> **List of tasks**
(a) From the Flat Aggie text, print the passage that begins at the words "Several days ago" and stops after "about soybean production!".
(b) In the Flat Aggie text, roughly how many acres of soybeans do Illinois farmers plant each year?
(c) Using the Flat Aggie text, explain why Aggie chose to visit a soybean production facility.

> **Text shown**
Several days ago my old Monsanto soybean site in Illinois hosted a special visitor – Flat Aggie! Aggie has been traveling across the country visiting different farms and learning all about agriculture. Her story gets shared to over 540 students in classrooms in Illinois, Kansas, Florida, North Carolina, California, and Arkansas! Keep reading to see what she learned about soybean production!
Ashton, IL
Howdy! Aggie here, reporting in from the small town of Ashton in northern Illinois. The land out here is almost as flat as I am and the temperature is surprisingly warm for March. There isn’t even any snow on the ground!
After visiting so many farms and meeting so many awesome farmers, I thought I’d take a trip to visit a soybean production facility to see what happens to seed before it ends up in one of those farmers’ hands. Here’s what I learned:
Scope
In Ashton I learned that Illinois farmers plant close to 9.8 MILLION acres of soybeans each year! An acre is about the size of a football field. Employees at the Monsanto soybean production site I visited told me the average number of soybeans farmers plant per acre is about 140,000. Can you do the math to figure out how many soybean seeds Illinois farmers sow each year?

> **Data extract**
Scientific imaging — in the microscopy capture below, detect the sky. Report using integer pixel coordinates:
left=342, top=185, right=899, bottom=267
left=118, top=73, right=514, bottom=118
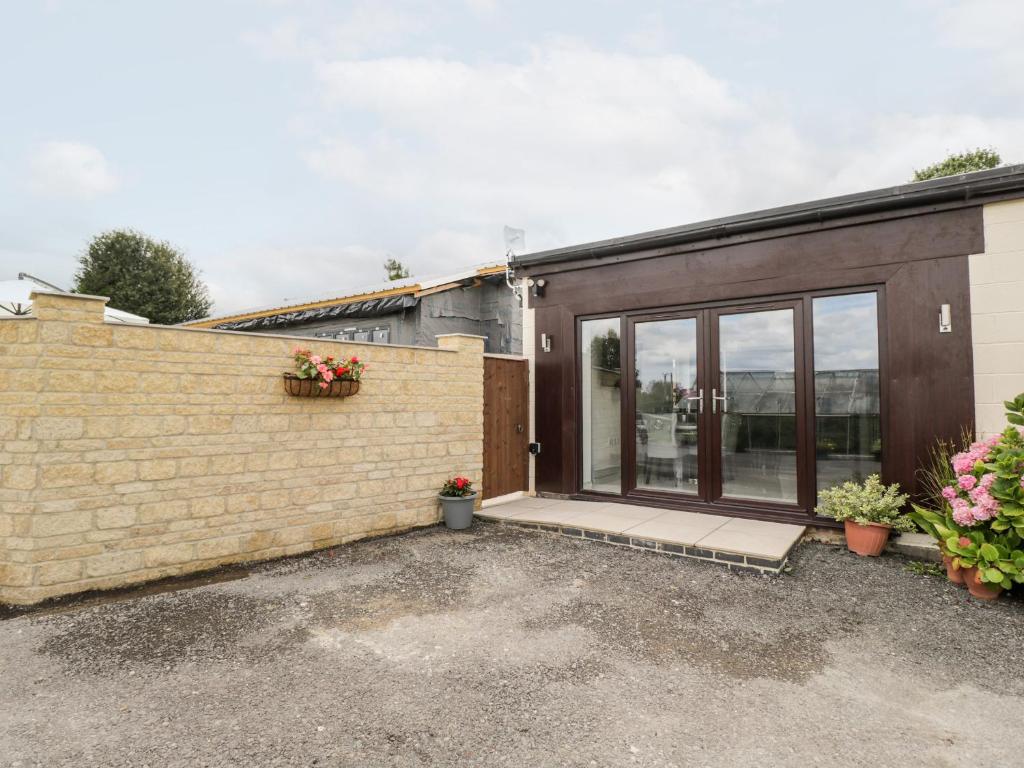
left=0, top=0, right=1024, bottom=313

> **Solutions below**
(a)
Several days ago my old Monsanto soybean site in Illinois hosted a special visitor – Flat Aggie! Aggie has been traveling across the country visiting different farms and learning all about agriculture. Her story gets shared to over 540 students in classrooms in Illinois, Kansas, Florida, North Carolina, California, and Arkansas! Keep reading to see what she learned about soybean production!

(b) Close to 9.8 million acres.

(c) After visiting so many farms and meeting so many farmers, Aggie wanted to see what happens to seed before it ends up in one of those farmers' hands.